◆ Short exercise a
Count the lines in the records below that contain the string "window", and give only that number.

##### Document excerpt

[Beowulf] RAID5 rebuild, remount with write without reboot?

Discussion:

mathog

2017-09-05 17:28:03 UTC

Short form:

An 8 disk (all 2Tb SATA) RAID5 on an LSI MR-USAS2 SuperMicro controller
(lspci shows " LSI Logic / Symbios Logic MegaRAID SAS 2008 [Falcon]")
system was long ago configured with a small partition of one disk as
/boot and logical volumes for / (root) and /home on a single large
virual drive on the RAID. Due to disk problems and a self goal (see
below) the array went into a degraded=1 state (as reported by megacli)
and write locked both root and home. When the failed disk was replaced
and the rebuild completed those were both still write locked. "mount
-a" didn't help in either case. A reboot brought them up normally but
ideally that should not have been necessary. Is there a method to
remount the logical volumes writable that does not require a reboot?

Long form:

Periodic testing of the disks inside this array turned up pending
sectors with
this command:

smartctl -a /dev/sda -d sat+megaraid,7

A replacement disk was obtained and the usual replacement method
applied:

megacli -pdoffline -physdrv[64:7] -a0
megacli -pdmarkmissing -physdrv[64:7] -a0
megacli -pdprprmv -physdrv[64:7] -a0
megacli -pdlocate -start -physdrv[64:7] -a0

The disk with the flashing light was physically swapped. The smartctl
was run again and unfortunately its values were unchanged. I had always
assumed that the "7" in that smartctl was a physical slot, turns out
that it is actually the "Device ID". In my defense the smartctl man
page does a very poor job describing this:

megaraid,N - [Linux only] the device consists of one or more SCSI/SAS
disks
connected to a MegaRAID controller. The non-negative integer N
(in
the range of 0 to 127 inclusive) denotes which disk on the controller
is monitored. Use syntax such as:

In this system, unlike the others I had worked on previously, Device ID
and
slots were not 1:1.

Anyway, about a nanosecond after this was discovered the disk at Device
ID 7 was marked as Failed by the controller whereas previously it had
been "Online, Spun Up".
Ugh. At that point the logical volumes were all set read only and the OS
became barely usable, with commands like "more" no longer functioning.
Megacli and sshd, thankfully, still worked. Figuring that I had nothing
to lose the replacement disk was removed from slot 7 and the original,
hopefully still good disk replaced. That put the system into this
state.

slot 4 (device ID 7) failed.
slot 7 (device ID 5) is Offline.

and

megacli -PDOnline -physdrv[64:7] -a0

put it at

slot 4 (device ID 7) failed.
slot 7 (device ID 5) Online, Spun Up

The logical volumes were still read only but "more" and most other
commands now worked again. Megacli still showed the "degraded" value as
1. I'm still not clear
how the two "read only" states differed to cause this change.

##########
##### Given data

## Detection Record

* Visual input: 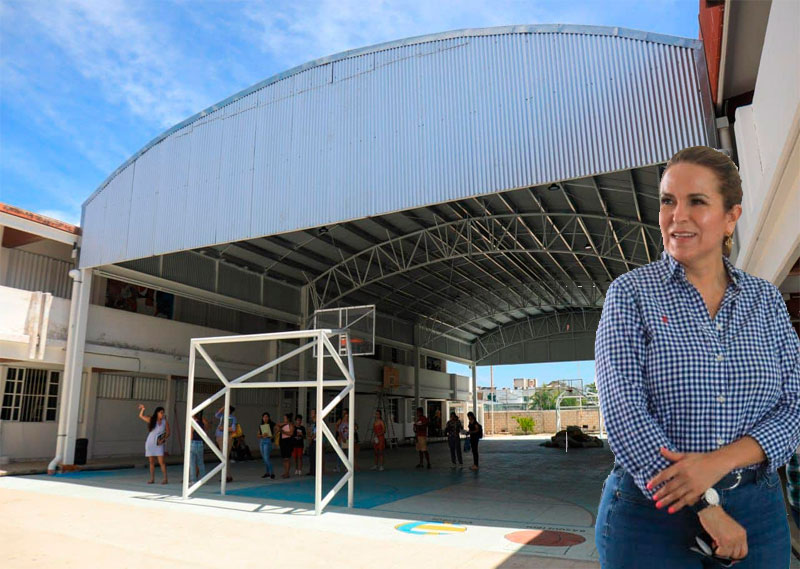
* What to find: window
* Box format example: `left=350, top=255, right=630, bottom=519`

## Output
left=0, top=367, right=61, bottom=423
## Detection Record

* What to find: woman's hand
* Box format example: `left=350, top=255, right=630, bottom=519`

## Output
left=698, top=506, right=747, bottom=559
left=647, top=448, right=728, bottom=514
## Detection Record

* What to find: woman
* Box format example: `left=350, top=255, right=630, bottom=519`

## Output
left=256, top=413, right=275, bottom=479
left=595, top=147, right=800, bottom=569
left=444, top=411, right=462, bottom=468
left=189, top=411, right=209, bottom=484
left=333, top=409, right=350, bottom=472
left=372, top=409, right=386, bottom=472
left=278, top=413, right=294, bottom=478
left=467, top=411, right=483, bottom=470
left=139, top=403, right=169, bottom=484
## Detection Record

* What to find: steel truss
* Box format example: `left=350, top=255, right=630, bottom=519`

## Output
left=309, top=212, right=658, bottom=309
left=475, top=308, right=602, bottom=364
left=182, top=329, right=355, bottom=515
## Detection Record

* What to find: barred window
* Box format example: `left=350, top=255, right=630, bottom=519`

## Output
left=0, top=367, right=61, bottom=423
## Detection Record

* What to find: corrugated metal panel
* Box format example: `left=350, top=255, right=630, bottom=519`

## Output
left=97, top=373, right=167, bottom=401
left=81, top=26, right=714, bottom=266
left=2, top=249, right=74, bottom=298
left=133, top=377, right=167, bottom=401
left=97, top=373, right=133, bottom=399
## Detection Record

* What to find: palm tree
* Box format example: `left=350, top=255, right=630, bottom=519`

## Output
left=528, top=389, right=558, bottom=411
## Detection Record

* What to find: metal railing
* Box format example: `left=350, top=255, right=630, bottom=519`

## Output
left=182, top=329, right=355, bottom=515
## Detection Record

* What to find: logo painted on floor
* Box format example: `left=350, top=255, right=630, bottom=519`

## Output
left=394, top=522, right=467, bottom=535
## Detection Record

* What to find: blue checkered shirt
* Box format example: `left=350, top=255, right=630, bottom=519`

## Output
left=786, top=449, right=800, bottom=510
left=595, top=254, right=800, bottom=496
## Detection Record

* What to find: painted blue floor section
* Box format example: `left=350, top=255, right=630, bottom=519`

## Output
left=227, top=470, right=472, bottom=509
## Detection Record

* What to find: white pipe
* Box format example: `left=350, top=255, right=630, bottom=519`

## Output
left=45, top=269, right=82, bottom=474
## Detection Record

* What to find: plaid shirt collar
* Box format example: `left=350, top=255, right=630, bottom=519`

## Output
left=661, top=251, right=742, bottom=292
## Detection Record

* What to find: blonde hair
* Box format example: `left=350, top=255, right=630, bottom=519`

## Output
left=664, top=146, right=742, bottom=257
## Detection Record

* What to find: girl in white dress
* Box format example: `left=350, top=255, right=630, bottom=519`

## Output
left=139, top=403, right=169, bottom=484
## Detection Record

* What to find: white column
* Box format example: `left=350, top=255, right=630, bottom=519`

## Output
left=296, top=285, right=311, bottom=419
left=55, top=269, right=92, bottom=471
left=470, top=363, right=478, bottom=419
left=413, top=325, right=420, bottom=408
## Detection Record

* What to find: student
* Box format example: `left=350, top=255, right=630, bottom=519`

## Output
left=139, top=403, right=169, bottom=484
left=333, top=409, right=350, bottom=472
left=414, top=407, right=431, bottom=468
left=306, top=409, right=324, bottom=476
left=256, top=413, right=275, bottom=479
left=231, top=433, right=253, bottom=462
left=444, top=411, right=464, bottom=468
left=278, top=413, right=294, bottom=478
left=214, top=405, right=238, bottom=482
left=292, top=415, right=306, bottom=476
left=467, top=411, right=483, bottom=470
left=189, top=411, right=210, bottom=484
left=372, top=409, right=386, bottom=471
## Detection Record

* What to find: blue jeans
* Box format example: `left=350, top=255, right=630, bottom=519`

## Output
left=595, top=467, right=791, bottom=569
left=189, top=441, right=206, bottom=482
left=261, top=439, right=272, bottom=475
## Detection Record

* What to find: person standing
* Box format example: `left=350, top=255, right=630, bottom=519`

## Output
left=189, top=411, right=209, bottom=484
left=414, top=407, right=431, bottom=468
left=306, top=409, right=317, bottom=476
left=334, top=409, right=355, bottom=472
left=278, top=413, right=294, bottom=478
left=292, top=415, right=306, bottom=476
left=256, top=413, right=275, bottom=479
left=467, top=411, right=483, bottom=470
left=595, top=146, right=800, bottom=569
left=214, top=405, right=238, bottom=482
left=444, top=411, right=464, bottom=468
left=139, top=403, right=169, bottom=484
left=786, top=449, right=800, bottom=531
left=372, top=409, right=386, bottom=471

##########
##### Given data

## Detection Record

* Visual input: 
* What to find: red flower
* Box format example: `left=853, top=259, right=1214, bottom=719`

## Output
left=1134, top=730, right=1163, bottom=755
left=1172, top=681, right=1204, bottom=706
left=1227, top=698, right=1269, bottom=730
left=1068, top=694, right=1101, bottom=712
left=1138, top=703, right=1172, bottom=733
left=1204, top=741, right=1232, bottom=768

##########

◆ Short exercise b
Reproduce the passage of the RAID5 rebuild thread above between "Anyway, about a" and "5) is Offline.", inclusive.

◆ Complete output a
2

◆ Complete output b
Anyway, about a nanosecond after this was discovered the disk at Device
ID 7 was marked as Failed by the controller whereas previously it had
been "Online, Spun Up".
Ugh. At that point the logical volumes were all set read only and the OS
became barely usable, with commands like "more" no longer functioning.
Megacli and sshd, thankfully, still worked. Figuring that I had nothing
to lose the replacement disk was removed from slot 7 and the original,
hopefully still good disk replaced. That put the system into this
state.

slot 4 (device ID 7) failed.
slot 7 (device ID 5) is Offline.